• **What to produce**
Reproduce every line of the entries below, requests included, and adjust each coordinate in the answers by adding -75, leaving the numbers in the requests and their format samples unchanged. Omit the pictures.

[start of Supplied records]

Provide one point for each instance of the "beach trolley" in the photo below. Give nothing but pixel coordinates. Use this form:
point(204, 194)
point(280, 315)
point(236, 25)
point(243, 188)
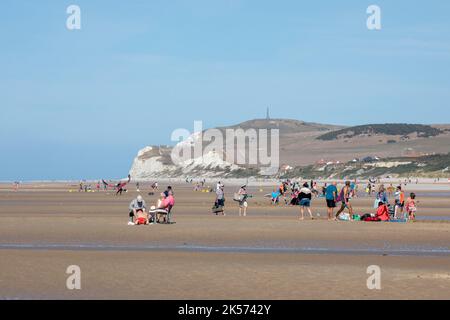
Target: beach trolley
point(165, 214)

[end of Supplied records]

• **Result of the exercise**
Provide one point for each instance of the "beach trolley" in the photo below. Give nothing but pixel coordinates. Use this form:
point(204, 194)
point(280, 315)
point(236, 25)
point(243, 188)
Target: beach trolley
point(90, 139)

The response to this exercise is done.